• Given exercise
Present the items from the line containing "Pretty please, detect the concrete pillar" through the line containing "[167,59,458,524]", both included, as a Markdown table with the columns Row and Line. Number each row and omit blank lines.

Records

--- Begin ---

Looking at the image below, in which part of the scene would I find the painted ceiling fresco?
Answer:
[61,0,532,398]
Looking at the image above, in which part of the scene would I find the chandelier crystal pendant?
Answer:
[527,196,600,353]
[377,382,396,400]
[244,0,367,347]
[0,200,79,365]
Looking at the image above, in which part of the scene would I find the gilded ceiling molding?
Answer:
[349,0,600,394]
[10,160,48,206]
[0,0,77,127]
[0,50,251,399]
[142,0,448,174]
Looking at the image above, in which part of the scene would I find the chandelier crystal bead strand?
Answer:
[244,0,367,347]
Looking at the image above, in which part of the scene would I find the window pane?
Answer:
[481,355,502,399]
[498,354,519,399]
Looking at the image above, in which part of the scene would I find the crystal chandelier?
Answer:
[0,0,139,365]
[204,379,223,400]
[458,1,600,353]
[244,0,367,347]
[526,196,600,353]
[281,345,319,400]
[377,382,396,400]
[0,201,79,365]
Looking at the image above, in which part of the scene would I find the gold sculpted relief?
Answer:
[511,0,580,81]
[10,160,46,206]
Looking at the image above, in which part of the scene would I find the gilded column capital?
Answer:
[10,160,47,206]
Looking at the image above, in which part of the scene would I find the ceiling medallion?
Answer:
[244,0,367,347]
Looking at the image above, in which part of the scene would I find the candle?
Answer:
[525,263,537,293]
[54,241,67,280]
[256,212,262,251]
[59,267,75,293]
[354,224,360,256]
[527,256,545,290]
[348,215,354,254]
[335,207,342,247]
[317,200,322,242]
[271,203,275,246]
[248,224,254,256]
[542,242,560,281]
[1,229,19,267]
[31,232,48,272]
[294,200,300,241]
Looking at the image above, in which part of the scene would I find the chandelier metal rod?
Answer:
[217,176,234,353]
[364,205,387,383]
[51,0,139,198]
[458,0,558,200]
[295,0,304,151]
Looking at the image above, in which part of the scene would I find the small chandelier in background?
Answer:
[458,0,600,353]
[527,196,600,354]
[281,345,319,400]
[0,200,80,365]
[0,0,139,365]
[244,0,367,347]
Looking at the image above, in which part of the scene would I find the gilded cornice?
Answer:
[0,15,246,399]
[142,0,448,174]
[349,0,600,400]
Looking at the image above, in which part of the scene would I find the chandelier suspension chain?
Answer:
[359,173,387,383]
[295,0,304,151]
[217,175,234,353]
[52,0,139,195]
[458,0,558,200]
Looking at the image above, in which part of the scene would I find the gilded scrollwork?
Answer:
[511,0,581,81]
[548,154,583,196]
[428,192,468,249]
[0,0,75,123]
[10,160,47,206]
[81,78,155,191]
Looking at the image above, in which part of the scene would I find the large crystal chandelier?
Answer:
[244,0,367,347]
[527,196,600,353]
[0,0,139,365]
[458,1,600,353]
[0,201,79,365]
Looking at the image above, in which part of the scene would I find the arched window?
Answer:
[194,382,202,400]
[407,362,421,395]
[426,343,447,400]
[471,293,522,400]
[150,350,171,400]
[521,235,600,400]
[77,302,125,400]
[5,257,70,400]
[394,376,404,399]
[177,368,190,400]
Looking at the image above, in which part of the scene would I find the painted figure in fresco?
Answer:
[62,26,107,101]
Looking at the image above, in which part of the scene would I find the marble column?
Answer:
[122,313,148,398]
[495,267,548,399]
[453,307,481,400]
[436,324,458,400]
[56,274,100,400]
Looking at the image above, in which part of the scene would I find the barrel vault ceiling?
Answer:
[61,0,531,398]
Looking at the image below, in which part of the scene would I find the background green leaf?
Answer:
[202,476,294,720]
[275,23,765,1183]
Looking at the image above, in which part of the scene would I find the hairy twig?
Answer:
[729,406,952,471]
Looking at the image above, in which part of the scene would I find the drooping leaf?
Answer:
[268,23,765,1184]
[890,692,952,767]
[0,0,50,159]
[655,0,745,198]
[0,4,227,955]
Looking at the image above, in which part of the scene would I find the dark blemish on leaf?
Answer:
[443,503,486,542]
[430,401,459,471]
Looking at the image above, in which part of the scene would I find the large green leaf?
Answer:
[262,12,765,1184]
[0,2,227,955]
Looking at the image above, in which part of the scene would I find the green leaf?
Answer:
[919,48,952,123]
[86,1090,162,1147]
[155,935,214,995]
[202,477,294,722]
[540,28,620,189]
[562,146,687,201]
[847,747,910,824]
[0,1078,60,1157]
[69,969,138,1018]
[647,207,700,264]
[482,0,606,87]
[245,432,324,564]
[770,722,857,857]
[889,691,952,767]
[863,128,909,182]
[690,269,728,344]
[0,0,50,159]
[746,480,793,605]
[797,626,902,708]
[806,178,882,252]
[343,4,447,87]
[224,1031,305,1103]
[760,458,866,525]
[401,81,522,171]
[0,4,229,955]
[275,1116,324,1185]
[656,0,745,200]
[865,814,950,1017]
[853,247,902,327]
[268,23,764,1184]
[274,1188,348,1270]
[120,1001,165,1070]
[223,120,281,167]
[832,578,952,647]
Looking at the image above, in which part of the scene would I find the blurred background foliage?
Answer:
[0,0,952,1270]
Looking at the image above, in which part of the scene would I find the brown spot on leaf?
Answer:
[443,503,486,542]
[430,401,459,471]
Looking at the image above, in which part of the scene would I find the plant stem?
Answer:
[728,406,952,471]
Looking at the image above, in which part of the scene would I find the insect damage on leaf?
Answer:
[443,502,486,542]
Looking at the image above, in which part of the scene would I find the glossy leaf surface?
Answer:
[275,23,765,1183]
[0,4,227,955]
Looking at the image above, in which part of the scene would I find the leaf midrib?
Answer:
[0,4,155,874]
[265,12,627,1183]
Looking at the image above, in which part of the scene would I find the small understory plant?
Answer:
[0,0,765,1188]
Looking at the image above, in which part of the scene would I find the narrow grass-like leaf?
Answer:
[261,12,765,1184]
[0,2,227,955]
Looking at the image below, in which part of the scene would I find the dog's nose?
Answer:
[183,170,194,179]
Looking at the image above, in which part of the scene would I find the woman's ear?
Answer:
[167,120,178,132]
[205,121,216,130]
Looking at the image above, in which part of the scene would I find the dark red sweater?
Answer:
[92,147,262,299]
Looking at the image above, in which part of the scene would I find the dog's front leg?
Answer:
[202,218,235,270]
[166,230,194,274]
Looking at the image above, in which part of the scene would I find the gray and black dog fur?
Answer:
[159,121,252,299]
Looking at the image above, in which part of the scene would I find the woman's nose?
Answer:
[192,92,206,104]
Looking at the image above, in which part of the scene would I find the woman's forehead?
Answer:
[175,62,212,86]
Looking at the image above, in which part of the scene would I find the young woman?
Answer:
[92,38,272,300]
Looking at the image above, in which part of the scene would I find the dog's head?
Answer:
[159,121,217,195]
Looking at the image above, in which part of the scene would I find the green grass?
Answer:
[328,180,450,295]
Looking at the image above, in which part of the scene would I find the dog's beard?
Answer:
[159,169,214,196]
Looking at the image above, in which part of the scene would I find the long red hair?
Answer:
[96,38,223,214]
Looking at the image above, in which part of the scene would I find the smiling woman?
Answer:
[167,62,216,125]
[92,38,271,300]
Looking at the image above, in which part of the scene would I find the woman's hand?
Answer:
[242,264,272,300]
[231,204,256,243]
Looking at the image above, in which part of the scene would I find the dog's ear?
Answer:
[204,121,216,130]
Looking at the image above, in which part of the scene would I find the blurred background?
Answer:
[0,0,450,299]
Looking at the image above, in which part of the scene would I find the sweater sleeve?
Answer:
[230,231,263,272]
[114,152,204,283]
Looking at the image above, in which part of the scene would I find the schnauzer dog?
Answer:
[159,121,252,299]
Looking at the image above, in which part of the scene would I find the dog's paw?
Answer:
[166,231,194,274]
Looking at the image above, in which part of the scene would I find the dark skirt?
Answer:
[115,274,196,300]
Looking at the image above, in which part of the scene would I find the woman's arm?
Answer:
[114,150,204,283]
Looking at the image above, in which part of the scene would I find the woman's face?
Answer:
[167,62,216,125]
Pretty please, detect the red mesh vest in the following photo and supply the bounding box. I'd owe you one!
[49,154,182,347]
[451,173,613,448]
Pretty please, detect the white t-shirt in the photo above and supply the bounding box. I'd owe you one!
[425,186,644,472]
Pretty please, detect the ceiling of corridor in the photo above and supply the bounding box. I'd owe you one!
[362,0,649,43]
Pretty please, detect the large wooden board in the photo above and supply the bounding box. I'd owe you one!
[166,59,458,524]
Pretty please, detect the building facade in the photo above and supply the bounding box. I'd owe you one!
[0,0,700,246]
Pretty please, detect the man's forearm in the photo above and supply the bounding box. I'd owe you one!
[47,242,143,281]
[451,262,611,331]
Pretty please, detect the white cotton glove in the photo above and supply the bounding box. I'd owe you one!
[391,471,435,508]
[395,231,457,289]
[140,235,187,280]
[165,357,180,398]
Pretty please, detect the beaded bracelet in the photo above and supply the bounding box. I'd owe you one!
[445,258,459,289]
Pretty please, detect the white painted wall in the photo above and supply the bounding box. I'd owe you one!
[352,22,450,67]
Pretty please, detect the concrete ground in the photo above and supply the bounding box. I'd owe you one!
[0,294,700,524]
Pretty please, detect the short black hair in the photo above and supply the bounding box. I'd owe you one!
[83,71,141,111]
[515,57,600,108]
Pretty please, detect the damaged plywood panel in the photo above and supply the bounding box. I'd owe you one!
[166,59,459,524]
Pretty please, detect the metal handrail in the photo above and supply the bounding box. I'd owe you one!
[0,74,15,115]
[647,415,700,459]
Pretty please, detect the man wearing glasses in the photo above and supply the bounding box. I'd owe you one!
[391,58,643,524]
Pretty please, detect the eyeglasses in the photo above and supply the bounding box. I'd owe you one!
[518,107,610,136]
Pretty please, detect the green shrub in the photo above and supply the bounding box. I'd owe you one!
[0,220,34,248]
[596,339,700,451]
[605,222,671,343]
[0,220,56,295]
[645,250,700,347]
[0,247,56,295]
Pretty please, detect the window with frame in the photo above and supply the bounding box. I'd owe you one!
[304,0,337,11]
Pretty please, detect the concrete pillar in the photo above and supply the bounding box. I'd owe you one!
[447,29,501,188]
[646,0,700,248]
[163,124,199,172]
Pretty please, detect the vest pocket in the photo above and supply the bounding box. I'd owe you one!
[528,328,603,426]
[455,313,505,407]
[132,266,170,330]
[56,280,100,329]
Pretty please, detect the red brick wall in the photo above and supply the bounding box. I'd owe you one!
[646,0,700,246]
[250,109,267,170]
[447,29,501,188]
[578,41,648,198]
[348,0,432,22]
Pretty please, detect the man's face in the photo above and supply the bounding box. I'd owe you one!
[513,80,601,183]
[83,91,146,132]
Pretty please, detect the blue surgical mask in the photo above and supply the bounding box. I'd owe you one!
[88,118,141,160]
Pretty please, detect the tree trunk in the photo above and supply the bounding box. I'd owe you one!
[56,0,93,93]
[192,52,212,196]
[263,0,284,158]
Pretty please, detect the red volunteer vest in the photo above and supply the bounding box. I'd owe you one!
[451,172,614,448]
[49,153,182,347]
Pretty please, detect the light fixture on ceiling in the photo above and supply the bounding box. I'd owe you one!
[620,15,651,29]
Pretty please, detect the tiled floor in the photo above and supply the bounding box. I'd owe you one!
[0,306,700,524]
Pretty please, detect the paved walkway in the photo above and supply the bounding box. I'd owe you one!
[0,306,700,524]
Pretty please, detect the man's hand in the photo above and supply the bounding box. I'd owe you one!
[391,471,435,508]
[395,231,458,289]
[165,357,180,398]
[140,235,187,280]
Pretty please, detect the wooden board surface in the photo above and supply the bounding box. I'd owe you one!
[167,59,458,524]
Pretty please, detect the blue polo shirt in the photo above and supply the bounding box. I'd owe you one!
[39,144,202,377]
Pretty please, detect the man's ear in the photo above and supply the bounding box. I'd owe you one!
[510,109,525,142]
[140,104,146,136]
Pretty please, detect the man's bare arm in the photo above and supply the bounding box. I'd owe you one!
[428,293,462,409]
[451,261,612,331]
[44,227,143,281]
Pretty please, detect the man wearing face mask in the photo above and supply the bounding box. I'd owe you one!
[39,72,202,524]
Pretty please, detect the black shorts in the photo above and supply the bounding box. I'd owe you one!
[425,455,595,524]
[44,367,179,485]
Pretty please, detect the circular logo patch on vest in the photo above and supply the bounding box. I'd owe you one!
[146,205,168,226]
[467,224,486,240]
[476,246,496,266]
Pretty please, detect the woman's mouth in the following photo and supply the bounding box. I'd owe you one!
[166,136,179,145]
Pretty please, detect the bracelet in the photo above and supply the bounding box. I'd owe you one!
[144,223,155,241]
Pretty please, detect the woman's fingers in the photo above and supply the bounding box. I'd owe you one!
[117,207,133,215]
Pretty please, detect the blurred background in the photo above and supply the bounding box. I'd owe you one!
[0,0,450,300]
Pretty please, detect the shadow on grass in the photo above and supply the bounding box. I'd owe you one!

--- End ---

• Complete response
| Row | Line |
|---|---|
| 1 | Pretty please, detect the concrete pillar in the photo above and supply the bounding box. I'd owe you one! |
| 2 | [447,29,501,188] |
| 3 | [646,0,700,248] |
| 4 | [163,124,199,172] |
| 5 | Pretty please, detect the vest pocket in the photo above and supply the bounding box. I'd owe you one! |
| 6 | [528,328,603,426] |
| 7 | [455,313,505,407] |
| 8 | [132,266,170,330] |
| 9 | [56,280,100,329] |
| 10 | Pretty please, detect the red brick wall in the photo above and supply the bounding box. I'd owe you one! |
| 11 | [646,0,700,246] |
| 12 | [250,109,267,170] |
| 13 | [447,29,501,188] |
| 14 | [578,41,648,198] |
| 15 | [348,0,432,22] |
| 16 | Pretty please, detect the man's face in the photo above and supply the bounding box. I'd owe you one! |
| 17 | [513,80,601,183] |
| 18 | [83,91,146,132] |
| 19 | Pretty please, detect the blue surgical mask in the photo above and supply the bounding box. I'd owe you one! |
| 20 | [88,118,141,160] |
| 21 | Pretty please, detect the tree trunk in the photo above and supply the bounding box. I'd owe you one! |
| 22 | [56,0,93,93] |
| 23 | [192,52,212,196] |
| 24 | [263,0,284,158] |
| 25 | Pretty please, detect the red volunteer vest in the photo above and supply the bounding box. I'd owe you one! |
| 26 | [451,172,614,448] |
| 27 | [49,153,182,347] |
| 28 | Pretty please, detect the light fixture on ceiling in the photo above and supply the bounding box. I'd owe you one! |
| 29 | [620,15,651,29] |
| 30 | Pretty please, detect the tiled floor in the photo above and supply the bounding box. I'd owe you one! |
| 31 | [0,306,700,524] |
| 32 | Pretty please, detect the paved walkway in the photo above and supply the bounding box. I'd owe you one! |
| 33 | [0,306,700,524] |
| 34 | Pretty please, detect the man's hand in the photo above and supply the bounding box. I'd owe you one! |
| 35 | [391,471,435,508] |
| 36 | [395,231,458,289] |
| 37 | [165,357,180,398] |
| 38 | [140,235,187,280] |
| 39 | Pretty please, detect the wooden board surface in the photo above and supply the bounding box. I'd owe you one! |
| 40 | [167,59,458,524] |